Reproduce word for word the lines between those holding "Target: woman standing in black outfit" and "Need: a point for each instance of the green t-shirt", inclusive, and nothing else from the data below.

DATASET -
=======

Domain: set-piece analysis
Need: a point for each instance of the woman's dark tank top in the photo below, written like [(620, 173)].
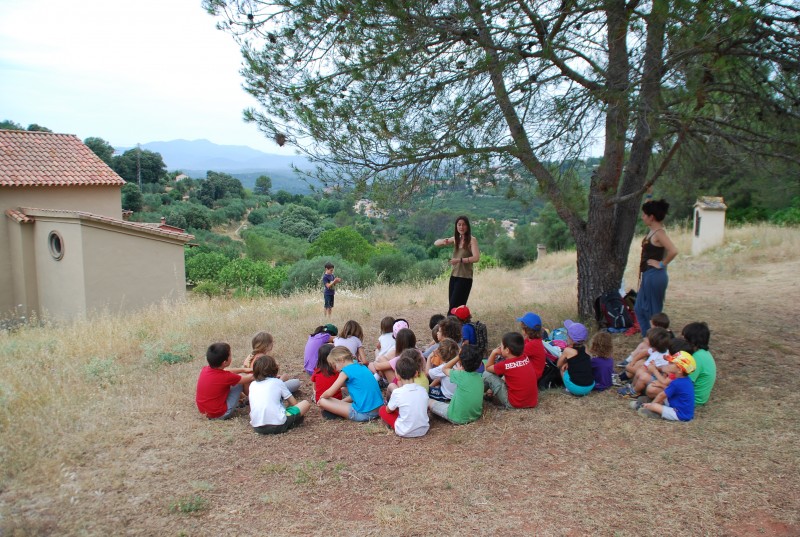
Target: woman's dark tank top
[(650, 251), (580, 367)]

=======

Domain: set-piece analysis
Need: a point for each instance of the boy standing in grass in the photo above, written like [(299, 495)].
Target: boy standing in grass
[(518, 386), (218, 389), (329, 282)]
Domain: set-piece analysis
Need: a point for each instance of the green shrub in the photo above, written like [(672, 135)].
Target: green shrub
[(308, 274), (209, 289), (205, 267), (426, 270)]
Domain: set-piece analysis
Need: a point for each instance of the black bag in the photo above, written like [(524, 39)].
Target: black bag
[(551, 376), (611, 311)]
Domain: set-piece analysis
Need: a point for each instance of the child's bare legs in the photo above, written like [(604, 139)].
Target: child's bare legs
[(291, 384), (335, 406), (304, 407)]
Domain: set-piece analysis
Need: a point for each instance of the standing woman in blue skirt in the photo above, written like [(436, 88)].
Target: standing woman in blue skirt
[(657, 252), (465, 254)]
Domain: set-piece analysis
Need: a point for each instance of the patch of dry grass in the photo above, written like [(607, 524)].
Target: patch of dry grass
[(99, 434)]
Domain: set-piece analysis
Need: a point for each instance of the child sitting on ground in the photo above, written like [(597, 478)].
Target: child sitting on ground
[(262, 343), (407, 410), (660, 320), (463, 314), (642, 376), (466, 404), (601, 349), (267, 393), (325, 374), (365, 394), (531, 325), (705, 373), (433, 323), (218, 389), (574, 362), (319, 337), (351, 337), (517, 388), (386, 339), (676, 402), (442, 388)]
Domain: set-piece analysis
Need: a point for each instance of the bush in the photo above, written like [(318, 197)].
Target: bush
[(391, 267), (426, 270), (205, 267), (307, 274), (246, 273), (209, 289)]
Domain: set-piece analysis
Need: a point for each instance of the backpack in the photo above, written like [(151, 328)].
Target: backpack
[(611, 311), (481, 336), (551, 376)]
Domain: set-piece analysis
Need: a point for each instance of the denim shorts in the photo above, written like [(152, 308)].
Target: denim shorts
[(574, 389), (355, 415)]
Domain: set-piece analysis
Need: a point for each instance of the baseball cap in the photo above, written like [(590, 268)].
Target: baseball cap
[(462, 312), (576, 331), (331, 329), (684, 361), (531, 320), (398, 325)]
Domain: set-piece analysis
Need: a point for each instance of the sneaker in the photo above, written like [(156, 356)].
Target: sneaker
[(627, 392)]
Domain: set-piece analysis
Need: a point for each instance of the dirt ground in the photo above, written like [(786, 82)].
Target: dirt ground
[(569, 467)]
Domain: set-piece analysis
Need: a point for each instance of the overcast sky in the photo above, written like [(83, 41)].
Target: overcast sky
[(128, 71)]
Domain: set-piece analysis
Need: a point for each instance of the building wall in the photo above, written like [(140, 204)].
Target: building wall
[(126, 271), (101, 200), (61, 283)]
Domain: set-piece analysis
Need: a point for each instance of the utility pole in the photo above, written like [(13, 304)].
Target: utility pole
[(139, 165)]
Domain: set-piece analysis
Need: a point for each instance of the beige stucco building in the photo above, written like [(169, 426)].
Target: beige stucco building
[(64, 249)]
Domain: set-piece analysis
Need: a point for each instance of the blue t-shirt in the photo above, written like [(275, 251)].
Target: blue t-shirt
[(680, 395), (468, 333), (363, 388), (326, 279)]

=======

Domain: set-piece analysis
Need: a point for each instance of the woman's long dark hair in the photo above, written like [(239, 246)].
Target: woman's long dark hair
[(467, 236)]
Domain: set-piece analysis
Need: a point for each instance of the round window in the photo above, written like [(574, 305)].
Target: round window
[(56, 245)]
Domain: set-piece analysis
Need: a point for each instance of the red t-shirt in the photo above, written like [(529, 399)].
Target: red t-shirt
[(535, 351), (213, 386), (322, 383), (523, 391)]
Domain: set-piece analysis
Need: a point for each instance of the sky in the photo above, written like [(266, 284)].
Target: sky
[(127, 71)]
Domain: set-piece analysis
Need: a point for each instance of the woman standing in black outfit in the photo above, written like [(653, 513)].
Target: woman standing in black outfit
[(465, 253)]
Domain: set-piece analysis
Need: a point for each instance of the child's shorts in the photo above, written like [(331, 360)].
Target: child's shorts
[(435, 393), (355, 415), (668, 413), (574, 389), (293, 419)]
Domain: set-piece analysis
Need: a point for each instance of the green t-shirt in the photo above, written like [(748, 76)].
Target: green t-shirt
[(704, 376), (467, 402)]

=======

OUTPUT OF THE EXERCISE -
Target: woman standing in black outfit
[(465, 253)]
Domain: set-piece analysis
Need: a point for each instance of the child's shorts in the photo above, written like [(331, 360)].
Target: child's shorts
[(435, 393), (355, 415), (668, 413), (574, 389), (293, 419)]
Domain: set-piece analysis
Need: a point for each instance of the green t-shirt in the photo above, written like [(748, 76)].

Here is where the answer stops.